◆ Exercise ◆
Reproduce word for word the part of the material that opens with the line containing "Put a marker on every instance of the blurred" and closes with the line containing "[(76, 155), (134, 197), (423, 282), (106, 177)]". Include both of those lines and nothing outside them.
****
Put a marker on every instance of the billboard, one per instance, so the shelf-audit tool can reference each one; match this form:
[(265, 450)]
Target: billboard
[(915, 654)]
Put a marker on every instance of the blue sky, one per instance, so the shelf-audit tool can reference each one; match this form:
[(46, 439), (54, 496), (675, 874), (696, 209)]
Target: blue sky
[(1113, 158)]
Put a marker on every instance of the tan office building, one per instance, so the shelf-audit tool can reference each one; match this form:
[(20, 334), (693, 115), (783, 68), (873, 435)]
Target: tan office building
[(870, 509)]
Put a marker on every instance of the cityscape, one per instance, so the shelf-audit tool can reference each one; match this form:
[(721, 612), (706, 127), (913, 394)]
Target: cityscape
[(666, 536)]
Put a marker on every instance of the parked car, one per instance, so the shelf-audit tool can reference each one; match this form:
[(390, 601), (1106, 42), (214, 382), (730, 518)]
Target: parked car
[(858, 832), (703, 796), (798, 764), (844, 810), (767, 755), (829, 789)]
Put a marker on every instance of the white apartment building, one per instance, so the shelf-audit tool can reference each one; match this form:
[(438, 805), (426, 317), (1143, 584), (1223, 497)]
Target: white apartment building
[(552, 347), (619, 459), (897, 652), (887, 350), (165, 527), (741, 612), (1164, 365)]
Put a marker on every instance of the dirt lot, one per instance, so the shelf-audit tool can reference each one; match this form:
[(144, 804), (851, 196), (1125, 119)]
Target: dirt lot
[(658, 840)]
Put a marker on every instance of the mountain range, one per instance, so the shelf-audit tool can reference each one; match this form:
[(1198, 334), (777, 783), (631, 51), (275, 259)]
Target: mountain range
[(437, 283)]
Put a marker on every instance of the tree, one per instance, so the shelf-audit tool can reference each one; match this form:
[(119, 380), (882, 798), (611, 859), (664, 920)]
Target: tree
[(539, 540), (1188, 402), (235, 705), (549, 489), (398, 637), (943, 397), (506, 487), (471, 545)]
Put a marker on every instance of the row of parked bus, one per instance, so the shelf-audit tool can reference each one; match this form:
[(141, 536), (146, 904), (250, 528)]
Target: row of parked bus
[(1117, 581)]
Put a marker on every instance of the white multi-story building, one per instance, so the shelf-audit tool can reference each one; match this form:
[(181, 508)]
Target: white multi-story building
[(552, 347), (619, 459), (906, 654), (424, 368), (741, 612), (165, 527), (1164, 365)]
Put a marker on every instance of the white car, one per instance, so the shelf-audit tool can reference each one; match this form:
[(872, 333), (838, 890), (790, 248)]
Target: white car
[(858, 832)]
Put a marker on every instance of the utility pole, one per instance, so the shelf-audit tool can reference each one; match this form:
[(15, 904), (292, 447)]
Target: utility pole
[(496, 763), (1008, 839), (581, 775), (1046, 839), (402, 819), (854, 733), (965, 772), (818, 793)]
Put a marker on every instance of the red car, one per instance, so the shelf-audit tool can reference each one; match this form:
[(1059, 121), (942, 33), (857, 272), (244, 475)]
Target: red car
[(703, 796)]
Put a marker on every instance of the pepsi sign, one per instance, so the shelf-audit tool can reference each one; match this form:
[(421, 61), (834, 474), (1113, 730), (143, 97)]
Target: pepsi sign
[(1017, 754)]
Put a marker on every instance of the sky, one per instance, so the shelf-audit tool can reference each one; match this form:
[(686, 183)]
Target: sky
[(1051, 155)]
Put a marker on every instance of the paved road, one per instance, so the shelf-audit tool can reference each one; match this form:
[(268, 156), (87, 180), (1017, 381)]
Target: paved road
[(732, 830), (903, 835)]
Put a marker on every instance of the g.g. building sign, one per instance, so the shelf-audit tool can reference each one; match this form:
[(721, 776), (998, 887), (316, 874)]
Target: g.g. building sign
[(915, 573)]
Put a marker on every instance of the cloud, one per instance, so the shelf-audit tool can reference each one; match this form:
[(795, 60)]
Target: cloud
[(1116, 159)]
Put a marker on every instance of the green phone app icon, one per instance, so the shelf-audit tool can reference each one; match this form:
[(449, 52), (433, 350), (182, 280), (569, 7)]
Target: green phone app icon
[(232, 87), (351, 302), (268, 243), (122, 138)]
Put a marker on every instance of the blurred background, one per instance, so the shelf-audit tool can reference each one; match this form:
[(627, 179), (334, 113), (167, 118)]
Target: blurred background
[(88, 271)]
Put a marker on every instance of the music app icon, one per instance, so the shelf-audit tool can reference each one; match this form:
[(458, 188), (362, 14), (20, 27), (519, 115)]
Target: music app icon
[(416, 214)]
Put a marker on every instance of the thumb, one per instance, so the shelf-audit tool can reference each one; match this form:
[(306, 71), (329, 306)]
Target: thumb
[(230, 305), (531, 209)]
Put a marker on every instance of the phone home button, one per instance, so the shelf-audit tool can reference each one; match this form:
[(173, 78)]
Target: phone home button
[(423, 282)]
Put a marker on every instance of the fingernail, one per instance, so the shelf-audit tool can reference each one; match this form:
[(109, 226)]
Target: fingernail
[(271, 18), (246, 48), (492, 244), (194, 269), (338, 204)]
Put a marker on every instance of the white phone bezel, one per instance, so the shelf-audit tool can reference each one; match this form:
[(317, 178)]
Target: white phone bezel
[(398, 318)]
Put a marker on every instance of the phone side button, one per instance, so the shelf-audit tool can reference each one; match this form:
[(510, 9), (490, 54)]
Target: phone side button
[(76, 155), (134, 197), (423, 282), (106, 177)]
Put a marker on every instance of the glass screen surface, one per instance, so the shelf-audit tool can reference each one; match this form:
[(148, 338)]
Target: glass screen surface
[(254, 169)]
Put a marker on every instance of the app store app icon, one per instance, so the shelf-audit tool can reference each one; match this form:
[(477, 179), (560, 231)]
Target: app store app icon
****
◆ Expected answer ◆
Put a marker on every instance of the blurred background, one per instance, so the shelf-audit tool can reference each one; match this form:
[(627, 179), (334, 113), (167, 118)]
Target: blurred background
[(88, 271)]
Put a marker on every instance of the music app icon, one per instance, so the shelf-audit tool can reference each one; match this form:
[(458, 188), (362, 14), (20, 27), (519, 115)]
Target: music app icon
[(416, 214)]
Put a marker on every instance of the thumb, one per instance, so the shelf-audit tool can reference each one; match this form:
[(306, 71), (329, 306)]
Target: thumb
[(230, 305), (531, 209)]
Put a marker on every instance of the phone home button, one per instance, so the shelf-audit tool can reference each one; match this form:
[(173, 78)]
Target: phone home button
[(423, 282)]
Put a marker on every instance of the fingernail, one per instance, so the shelf-audit tool can reference each one; match this form:
[(109, 226)]
Target: fingernail
[(271, 18), (246, 48), (492, 244), (194, 269), (338, 204)]
Put a marker on every instance of the white phone bezel, one per instance, so the shelf-audit tool can reference each one; match this form:
[(317, 178)]
Target: white phone bezel
[(398, 318)]
Put a marker on every instance of the phone side button, one per instance, so the shelf-audit tool can reference each one; match this form:
[(510, 9), (490, 54)]
Target: phone side button
[(76, 155), (134, 197), (423, 282), (106, 177)]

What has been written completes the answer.